--- Begin SUPPLIED ENTRIES ---

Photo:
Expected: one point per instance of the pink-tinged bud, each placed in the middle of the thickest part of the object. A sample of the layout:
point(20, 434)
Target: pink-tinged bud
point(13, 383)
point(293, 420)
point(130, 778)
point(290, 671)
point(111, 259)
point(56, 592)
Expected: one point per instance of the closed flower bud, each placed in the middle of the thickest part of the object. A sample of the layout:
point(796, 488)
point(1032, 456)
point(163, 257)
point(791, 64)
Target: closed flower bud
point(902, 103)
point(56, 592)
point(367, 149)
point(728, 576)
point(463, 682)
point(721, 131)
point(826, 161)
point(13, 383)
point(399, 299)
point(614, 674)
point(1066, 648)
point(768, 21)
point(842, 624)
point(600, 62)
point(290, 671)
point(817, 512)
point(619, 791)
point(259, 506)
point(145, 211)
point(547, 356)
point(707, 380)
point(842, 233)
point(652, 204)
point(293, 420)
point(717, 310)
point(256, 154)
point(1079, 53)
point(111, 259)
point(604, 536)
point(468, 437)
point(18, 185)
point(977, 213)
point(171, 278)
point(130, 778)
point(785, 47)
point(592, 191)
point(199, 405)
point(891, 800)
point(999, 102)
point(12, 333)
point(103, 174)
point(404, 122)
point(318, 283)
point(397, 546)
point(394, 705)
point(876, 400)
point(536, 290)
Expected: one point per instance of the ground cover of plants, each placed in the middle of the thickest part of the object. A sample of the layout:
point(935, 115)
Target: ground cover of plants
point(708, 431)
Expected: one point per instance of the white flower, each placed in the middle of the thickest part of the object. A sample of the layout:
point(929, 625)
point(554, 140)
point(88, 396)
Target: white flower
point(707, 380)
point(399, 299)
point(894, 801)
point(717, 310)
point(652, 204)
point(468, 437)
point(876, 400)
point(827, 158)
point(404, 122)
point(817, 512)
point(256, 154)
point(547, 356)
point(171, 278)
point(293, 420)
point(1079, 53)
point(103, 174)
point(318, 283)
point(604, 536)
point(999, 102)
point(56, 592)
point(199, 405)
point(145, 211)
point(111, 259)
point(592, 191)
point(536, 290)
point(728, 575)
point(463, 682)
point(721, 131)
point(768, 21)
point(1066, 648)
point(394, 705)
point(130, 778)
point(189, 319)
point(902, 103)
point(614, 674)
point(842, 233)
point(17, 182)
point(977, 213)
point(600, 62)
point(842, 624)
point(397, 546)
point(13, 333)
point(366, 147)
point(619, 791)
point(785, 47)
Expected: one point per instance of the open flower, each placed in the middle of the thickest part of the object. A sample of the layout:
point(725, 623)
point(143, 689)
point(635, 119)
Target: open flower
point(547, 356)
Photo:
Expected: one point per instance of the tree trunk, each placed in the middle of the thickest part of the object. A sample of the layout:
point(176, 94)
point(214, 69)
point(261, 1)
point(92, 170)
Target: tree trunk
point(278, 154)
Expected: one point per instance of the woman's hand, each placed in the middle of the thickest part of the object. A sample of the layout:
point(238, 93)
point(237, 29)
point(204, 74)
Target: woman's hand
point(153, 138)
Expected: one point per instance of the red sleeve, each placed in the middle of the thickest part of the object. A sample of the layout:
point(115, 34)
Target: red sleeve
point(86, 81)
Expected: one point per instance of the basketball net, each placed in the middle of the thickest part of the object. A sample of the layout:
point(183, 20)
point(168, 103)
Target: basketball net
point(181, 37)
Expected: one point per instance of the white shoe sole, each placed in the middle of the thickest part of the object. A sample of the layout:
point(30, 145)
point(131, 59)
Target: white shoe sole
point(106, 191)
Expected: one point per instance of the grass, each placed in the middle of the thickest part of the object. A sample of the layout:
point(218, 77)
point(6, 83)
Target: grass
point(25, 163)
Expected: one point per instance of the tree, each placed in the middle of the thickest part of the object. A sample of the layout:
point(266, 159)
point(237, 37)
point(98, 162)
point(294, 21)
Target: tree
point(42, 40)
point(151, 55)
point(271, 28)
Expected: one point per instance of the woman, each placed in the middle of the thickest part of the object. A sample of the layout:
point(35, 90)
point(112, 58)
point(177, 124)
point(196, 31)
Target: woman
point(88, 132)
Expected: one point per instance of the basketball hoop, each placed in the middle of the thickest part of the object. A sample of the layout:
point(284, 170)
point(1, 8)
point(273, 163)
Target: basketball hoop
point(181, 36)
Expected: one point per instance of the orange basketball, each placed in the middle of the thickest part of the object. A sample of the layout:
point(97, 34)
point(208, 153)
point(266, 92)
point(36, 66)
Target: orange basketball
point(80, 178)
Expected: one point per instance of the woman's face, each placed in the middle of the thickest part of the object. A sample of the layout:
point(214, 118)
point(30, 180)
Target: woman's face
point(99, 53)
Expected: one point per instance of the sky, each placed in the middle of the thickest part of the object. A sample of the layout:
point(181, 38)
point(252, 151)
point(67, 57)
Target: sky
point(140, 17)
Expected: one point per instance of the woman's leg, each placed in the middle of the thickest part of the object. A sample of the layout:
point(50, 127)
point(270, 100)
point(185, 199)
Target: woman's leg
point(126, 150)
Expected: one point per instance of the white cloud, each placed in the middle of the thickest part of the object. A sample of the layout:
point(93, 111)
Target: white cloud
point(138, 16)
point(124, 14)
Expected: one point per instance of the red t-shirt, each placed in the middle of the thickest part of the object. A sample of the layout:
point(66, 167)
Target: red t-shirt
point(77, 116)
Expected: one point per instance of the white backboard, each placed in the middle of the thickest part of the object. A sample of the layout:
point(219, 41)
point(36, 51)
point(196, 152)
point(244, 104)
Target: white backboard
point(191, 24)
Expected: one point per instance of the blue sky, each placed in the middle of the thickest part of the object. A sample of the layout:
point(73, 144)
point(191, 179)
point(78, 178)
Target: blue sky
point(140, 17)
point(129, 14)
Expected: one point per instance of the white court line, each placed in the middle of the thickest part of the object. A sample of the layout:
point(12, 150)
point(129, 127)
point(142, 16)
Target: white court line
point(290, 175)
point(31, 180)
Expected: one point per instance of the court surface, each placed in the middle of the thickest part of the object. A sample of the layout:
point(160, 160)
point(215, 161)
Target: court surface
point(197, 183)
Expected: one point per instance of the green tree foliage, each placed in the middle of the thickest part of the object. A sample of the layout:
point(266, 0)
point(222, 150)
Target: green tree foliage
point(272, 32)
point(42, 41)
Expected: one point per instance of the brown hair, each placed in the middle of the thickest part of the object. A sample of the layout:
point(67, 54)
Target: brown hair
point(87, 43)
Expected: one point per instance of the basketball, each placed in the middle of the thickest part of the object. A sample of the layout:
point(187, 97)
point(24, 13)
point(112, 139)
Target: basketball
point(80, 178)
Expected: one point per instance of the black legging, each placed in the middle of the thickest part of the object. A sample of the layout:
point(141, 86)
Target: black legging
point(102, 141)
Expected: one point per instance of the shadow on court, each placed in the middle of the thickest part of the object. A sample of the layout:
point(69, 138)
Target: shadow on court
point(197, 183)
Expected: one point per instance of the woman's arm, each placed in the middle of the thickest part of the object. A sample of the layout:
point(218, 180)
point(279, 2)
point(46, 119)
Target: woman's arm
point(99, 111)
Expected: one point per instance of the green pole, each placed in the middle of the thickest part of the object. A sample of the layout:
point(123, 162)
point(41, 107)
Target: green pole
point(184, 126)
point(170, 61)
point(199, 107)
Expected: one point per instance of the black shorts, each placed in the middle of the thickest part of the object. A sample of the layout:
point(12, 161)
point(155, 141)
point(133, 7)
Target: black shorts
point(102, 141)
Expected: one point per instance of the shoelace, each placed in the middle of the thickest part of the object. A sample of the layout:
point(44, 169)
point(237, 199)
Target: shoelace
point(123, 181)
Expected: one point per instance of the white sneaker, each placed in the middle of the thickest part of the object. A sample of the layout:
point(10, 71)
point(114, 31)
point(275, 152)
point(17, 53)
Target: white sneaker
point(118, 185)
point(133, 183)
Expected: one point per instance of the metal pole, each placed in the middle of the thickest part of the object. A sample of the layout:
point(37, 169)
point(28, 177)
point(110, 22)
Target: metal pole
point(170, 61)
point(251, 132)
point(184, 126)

--- End SUPPLIED ENTRIES ---
--- Begin SUPPLIED ENTRIES ---

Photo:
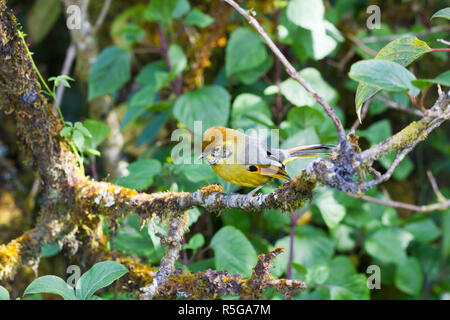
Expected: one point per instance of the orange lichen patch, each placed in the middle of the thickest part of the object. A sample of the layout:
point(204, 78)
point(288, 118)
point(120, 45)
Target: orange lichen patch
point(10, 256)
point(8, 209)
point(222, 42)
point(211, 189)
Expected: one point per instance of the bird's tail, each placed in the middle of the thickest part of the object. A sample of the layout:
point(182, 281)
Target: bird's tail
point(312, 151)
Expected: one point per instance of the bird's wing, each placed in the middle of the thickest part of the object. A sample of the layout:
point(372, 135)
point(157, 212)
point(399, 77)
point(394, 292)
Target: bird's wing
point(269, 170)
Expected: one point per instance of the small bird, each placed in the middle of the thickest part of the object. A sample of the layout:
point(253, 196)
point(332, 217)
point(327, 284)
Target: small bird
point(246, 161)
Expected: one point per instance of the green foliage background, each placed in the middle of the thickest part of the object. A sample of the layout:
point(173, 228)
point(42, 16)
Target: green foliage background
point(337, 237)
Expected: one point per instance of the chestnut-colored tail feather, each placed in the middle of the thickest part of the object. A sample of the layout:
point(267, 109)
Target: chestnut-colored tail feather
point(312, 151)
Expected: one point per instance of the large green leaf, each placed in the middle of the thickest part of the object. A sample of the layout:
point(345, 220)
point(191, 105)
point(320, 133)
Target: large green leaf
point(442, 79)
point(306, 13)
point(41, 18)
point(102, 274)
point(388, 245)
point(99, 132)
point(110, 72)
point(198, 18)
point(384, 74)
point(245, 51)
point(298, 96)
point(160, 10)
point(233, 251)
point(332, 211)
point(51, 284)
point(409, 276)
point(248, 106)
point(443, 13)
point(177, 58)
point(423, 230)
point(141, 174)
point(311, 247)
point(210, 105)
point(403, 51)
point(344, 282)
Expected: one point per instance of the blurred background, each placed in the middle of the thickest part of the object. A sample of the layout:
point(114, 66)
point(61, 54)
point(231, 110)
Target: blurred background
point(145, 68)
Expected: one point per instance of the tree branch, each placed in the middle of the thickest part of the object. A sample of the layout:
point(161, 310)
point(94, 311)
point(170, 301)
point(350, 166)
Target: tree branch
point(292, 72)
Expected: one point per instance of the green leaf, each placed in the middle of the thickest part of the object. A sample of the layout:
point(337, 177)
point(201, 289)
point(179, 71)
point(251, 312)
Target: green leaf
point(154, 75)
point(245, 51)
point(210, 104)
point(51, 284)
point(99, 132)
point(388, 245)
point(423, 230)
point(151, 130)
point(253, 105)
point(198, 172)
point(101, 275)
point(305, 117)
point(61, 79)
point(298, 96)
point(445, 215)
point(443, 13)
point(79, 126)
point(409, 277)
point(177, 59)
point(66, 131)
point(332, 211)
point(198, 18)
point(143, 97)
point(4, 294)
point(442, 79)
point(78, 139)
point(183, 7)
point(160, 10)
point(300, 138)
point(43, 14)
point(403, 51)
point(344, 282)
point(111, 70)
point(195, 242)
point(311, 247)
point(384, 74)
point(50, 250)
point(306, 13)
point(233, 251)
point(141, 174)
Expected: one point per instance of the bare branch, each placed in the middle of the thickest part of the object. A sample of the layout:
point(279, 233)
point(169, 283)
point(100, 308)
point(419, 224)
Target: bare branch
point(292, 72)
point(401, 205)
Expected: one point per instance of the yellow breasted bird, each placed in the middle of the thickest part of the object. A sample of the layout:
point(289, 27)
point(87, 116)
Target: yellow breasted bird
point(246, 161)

--- End SUPPLIED ENTRIES ---
--- Begin SUPPLIED ENTRIES ---

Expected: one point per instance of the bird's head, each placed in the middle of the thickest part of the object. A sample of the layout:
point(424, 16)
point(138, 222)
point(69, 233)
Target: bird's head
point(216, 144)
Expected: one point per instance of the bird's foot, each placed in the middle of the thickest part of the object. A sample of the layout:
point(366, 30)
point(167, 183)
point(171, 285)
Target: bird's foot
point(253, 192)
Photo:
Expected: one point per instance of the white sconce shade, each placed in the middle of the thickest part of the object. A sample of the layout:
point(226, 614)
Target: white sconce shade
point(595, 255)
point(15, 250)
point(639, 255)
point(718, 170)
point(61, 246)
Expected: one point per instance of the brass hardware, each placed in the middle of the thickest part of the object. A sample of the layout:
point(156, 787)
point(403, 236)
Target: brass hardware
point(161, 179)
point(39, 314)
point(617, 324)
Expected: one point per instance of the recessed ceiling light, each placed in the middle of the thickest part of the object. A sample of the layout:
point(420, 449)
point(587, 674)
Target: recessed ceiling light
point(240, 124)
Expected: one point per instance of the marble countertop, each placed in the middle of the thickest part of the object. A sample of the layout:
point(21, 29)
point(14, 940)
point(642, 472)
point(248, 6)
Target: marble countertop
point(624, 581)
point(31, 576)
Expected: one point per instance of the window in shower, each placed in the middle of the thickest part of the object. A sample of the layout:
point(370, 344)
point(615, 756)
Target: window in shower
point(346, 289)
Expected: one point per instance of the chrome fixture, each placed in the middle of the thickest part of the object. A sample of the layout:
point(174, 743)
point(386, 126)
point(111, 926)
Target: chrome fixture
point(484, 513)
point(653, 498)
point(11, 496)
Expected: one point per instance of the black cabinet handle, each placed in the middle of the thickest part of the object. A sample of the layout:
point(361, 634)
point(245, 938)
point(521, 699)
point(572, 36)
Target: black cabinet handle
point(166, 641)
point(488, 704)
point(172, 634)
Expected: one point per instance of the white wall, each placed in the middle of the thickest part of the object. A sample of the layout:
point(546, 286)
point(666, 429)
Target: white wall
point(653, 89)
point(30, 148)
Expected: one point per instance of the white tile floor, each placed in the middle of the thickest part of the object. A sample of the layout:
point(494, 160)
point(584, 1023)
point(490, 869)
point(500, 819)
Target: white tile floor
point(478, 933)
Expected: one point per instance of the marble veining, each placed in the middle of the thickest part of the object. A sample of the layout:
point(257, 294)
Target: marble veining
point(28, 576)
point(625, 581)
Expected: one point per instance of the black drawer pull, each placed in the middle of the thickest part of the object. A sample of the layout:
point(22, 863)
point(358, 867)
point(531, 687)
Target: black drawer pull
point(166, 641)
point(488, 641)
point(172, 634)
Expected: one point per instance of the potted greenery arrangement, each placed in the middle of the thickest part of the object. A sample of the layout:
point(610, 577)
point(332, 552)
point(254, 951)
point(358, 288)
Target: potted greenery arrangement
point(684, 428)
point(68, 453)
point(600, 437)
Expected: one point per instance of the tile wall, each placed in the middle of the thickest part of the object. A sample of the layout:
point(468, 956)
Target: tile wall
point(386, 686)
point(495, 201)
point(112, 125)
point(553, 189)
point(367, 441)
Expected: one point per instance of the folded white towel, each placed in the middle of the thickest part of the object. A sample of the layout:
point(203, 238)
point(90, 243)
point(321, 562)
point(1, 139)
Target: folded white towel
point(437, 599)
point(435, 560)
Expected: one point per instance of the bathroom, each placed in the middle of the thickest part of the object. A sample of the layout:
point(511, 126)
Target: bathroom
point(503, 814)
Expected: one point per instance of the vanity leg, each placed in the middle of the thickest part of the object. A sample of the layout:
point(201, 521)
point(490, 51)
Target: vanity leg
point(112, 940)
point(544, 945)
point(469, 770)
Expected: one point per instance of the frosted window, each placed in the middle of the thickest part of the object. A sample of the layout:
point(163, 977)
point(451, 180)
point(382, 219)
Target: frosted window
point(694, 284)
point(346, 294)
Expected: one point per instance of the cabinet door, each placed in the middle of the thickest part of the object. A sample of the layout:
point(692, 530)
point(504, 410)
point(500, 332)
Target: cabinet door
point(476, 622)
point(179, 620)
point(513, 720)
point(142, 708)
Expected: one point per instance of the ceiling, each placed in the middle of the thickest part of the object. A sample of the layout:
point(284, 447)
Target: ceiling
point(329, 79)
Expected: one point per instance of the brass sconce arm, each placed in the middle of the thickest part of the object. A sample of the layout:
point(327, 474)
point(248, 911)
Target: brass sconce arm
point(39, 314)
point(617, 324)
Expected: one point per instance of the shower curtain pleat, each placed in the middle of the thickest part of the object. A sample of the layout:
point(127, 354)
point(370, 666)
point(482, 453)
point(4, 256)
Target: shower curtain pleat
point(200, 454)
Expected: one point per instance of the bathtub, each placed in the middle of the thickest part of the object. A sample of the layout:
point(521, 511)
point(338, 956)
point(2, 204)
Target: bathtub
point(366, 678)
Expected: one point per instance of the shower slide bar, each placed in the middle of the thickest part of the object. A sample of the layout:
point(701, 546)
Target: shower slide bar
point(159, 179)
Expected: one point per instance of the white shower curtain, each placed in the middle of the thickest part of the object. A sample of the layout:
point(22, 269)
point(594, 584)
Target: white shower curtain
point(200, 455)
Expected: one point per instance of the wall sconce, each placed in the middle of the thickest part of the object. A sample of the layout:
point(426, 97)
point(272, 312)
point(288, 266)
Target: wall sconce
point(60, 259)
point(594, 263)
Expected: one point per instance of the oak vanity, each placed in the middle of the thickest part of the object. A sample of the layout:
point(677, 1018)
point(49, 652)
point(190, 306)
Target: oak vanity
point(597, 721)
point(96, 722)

--- End SUPPLIED ENTRIES ---

### EXERCISE GOAL
Can you output the lines of the material between the line holding "Expected: one point per instance of the black cabinet" and the line holding "point(625, 581)", inclusive, as a numbered list with any blank lines left out?

### RESULT
1. Expected: one point per instance of the black cabinet handle, each placed in the middle of the thickest part of the object. A sample of the layout:
2. point(361, 634)
3. point(245, 938)
4. point(521, 699)
5. point(572, 36)
6. Target: black cabinet handle
7. point(166, 641)
8. point(488, 704)
9. point(172, 634)
10. Expected: one point per instance of the white wall, each placed in the middle of the thickest part of the object. A sample of the layout:
11. point(546, 286)
12. point(666, 429)
13. Target: white wall
14. point(653, 89)
15. point(30, 148)
16. Expected: one point per instance of the white tile floor, each placed in the middle of the thickest part of the object. A sample of the layout:
17. point(494, 160)
18. point(584, 1023)
19. point(490, 869)
20. point(500, 819)
21. Target: white tile floor
22. point(478, 933)
23. Expected: one point per instance of the marble veining, each placed in the middle of the thickest part of the object. A sample of the layout:
24. point(257, 294)
25. Target: marble veining
26. point(28, 576)
27. point(625, 581)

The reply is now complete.